→ **WHAT IS BEING ASKED**:
Search the records that follow and extract every line containing the string "shirt".

→ **DATASET CONTENT**:
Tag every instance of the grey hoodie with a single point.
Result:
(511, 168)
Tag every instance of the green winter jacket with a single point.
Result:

==

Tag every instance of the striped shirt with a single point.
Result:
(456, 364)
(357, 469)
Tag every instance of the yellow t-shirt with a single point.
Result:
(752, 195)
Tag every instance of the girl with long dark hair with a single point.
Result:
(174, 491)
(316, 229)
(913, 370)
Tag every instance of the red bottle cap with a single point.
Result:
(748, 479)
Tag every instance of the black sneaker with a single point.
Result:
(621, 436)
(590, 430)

→ **TASK RESULT**:
Tag every instance of the striped shirt with a single point.
Tag every instance of the yellow t-shirt with a single point.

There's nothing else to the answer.